- Task requirements:
Give the listing from its start through the line containing "169L422 163L425 157L424" as a Markdown table with the columns Row and Listing Line, one line per row, skipping blank lines and any pictures.

- Available data:

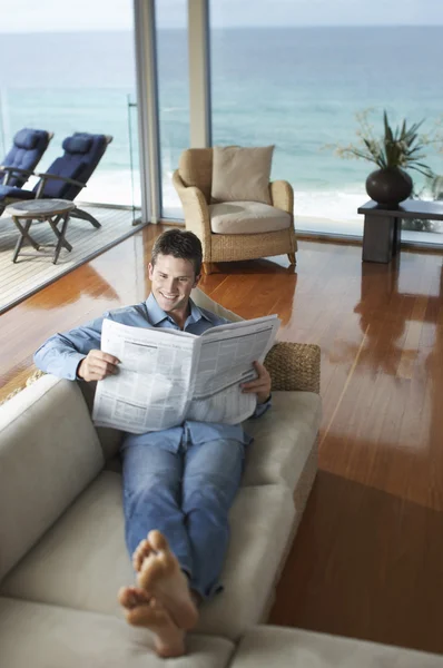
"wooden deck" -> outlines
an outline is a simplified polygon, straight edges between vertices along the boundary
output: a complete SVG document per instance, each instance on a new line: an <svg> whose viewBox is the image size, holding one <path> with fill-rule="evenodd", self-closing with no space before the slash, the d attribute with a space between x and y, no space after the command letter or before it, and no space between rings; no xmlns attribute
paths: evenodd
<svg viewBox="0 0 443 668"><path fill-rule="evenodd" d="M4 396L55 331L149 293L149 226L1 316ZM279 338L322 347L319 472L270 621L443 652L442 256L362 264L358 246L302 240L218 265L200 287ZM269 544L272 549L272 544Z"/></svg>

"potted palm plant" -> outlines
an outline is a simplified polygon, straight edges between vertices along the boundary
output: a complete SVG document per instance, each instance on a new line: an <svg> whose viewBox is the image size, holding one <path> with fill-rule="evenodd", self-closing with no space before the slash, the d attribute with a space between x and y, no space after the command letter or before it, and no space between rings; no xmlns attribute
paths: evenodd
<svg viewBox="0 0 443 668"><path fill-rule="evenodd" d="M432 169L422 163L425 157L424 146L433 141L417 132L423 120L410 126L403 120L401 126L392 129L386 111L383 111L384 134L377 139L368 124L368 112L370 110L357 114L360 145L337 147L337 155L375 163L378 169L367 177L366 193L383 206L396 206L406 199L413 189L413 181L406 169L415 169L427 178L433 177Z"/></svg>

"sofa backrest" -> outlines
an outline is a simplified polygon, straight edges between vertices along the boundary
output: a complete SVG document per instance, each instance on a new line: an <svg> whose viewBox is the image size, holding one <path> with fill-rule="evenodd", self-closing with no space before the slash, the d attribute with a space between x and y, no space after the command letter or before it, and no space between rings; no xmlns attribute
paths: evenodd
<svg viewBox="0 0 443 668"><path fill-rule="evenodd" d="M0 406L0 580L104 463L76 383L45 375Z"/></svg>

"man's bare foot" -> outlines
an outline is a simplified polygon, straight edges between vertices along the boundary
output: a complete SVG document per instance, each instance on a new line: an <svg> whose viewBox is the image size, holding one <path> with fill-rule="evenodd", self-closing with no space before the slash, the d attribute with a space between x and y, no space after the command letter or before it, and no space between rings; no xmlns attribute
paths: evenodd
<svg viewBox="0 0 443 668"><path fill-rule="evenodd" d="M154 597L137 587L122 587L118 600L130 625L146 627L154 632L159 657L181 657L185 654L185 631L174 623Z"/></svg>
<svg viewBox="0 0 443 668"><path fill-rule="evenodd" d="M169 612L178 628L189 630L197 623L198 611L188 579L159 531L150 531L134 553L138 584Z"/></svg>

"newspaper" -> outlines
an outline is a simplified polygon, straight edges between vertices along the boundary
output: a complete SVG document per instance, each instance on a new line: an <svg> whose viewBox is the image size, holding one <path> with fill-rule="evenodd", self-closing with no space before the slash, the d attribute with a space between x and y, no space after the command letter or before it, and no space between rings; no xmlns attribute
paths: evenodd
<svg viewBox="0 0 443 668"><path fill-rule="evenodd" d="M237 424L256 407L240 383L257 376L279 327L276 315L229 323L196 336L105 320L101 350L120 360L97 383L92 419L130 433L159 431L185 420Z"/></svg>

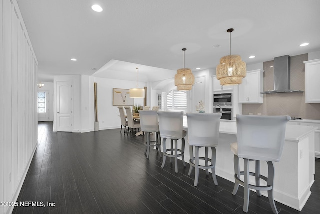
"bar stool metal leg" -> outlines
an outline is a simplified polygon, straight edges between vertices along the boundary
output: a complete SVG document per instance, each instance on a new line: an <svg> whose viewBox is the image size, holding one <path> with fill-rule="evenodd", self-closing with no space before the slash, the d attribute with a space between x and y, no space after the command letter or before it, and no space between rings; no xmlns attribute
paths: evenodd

- Solution below:
| Row | Listing Line |
|---|---|
| 1 | "wooden deck" -> outlines |
| 2 | an outline is a simplified polygon, straight edges between vertices along the boundary |
| 3 | output: a complete SVG document per instance, each instance on a new line: an <svg> whose viewBox is the image size, holding one <path> with fill-rule="evenodd", self-closing with no space before the slash, the d attribute with a space between x and y, no space after the command letter or before it, and no space between rings; no xmlns attribute |
| 4 | paths: evenodd |
| 5 | <svg viewBox="0 0 443 668"><path fill-rule="evenodd" d="M4 396L55 331L149 293L149 226L1 316ZM279 338L322 347L319 472L270 621L443 652L442 256L362 264L358 246L302 240L218 265L200 287ZM269 544L272 549L272 544Z"/></svg> |
| 6 | "potted palm plant" -> outlines |
| 7 | an outline is a simplified polygon, straight edges between vertices along the boundary |
| 8 | output: a complete SVG document per instance, each instance on a new line: an <svg> whose viewBox is the image size, holding one <path> with fill-rule="evenodd", self-closing with no space before the slash, the d attribute with a space between x and y, no space after the command letter or before it, and no space between rings; no xmlns attribute |
| 9 | paths: evenodd |
| 10 | <svg viewBox="0 0 443 668"><path fill-rule="evenodd" d="M432 169L422 163L425 157L424 146L433 141L417 132L423 120L410 126L403 120L401 126L392 129L386 111L383 111L384 134L377 139L368 124L368 112L370 110L357 114L360 145L337 147L337 155L375 163L378 169L367 177L366 193L383 206L396 206L406 199L413 189L413 181L406 169L415 169L427 178L433 177Z"/></svg> |